── EXTRACTED MATERIAL ──

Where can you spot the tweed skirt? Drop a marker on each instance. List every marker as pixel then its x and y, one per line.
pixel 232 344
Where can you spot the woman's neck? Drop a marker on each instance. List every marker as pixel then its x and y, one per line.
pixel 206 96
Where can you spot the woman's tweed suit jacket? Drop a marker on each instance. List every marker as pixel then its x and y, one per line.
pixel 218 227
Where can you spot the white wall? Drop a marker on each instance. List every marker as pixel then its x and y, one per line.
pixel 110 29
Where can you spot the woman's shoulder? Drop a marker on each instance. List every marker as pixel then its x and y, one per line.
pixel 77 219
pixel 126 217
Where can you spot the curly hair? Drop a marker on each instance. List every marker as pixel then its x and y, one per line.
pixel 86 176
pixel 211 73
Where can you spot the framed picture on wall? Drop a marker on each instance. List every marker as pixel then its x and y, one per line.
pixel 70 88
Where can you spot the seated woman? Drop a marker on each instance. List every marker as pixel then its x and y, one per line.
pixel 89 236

───
── EXTRACTED MATERIAL ──

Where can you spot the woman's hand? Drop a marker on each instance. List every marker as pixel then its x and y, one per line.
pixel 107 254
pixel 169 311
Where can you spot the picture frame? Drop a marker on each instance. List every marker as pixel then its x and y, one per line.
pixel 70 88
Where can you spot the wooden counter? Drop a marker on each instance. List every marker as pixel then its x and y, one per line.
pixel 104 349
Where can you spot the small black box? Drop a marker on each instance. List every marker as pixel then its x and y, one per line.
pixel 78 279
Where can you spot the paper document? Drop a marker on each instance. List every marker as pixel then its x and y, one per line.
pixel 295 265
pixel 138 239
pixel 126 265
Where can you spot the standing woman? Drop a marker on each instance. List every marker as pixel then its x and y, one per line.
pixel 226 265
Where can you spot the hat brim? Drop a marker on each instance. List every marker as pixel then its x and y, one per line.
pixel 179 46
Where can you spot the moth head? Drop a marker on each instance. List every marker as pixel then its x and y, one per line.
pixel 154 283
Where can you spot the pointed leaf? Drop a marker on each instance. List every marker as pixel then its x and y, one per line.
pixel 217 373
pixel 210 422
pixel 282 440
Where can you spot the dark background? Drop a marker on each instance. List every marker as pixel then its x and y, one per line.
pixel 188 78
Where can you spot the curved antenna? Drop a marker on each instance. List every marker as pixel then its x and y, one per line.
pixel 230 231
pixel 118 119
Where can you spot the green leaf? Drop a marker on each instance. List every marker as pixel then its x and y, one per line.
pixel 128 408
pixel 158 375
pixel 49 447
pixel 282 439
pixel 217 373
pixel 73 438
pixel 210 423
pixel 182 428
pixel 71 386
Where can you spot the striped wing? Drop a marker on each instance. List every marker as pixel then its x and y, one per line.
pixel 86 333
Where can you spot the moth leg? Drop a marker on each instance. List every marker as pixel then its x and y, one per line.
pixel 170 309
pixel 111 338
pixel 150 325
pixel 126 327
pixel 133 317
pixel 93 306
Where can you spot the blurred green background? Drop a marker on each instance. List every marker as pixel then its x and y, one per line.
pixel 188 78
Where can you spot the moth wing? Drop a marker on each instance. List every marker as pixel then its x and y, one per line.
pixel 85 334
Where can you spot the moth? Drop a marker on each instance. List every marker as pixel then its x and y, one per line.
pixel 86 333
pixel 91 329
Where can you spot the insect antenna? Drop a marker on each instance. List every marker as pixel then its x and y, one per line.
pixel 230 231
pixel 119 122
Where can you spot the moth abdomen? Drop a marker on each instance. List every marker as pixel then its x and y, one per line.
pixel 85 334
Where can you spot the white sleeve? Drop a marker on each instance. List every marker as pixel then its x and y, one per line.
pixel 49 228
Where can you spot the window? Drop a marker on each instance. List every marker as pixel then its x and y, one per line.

───
── EXTRACTED MATERIAL ──

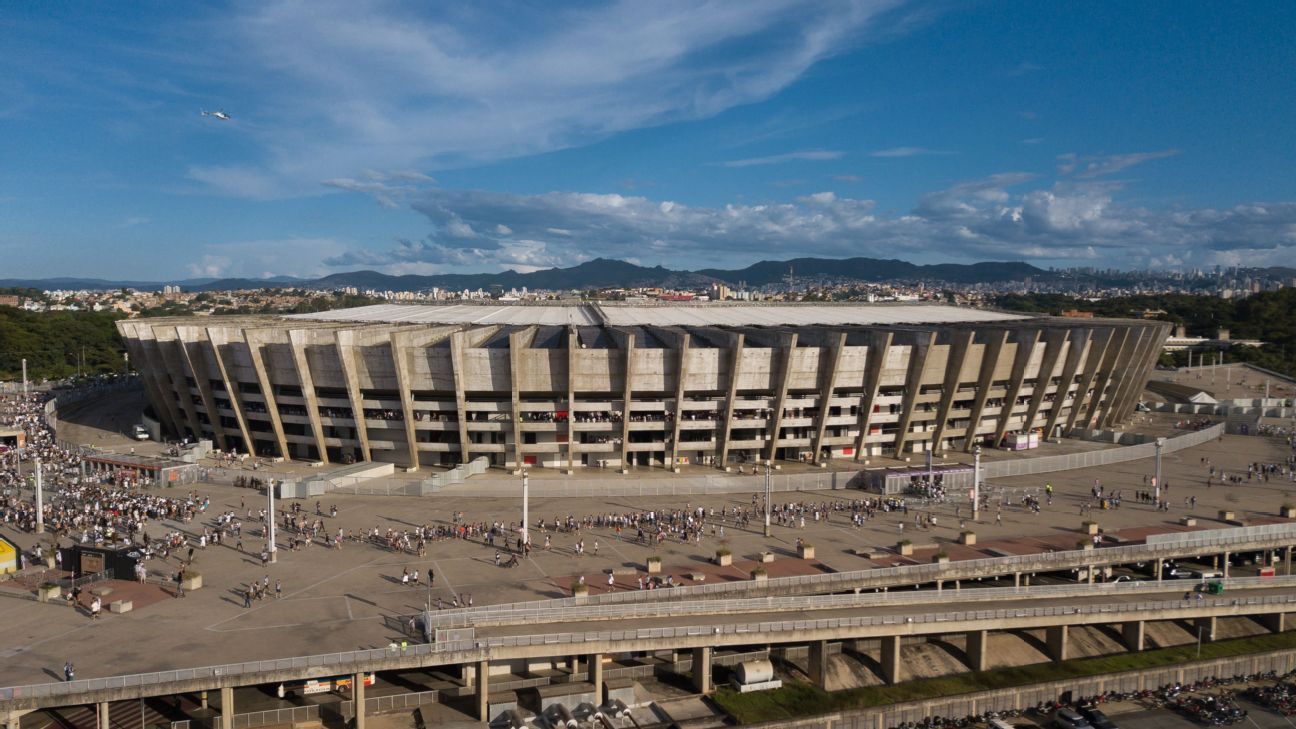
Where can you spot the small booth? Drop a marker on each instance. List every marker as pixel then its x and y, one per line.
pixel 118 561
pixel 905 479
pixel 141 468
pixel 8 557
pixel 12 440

───

- _EXERCISE GOAL_
For the material above, reproduce exactly the lines from the line with "Where can you spot the moth wing?" to the line with "Where can you spot the window?", inclusive, and exclude all others.

- _PROBLEM SOLUTION_
Where can you spot the moth wing? Drop a marker on each instance. List every marker as pixel then its x and y, one per line.
pixel 85 334
Where can you spot the moth? Drop a marker on each instance. List every marker as pixel then its x and y, one per line.
pixel 86 333
pixel 91 329
Where can you spot the insect antenna? Drop a marker on each instance. List every marker as pixel then its x and y, one per line.
pixel 230 231
pixel 119 122
Where can you spot the moth abdomen? Drop a marker on each instance. List every marker as pixel then its x and y, one per line.
pixel 85 334
Where can you spot the white sleeve? Drop a marker on each instance. List every marker as pixel then its x and y, one per line.
pixel 49 228
Where can you spot the window? Drop a marker on each instance. List every marker as pixel then its x and y, one per line.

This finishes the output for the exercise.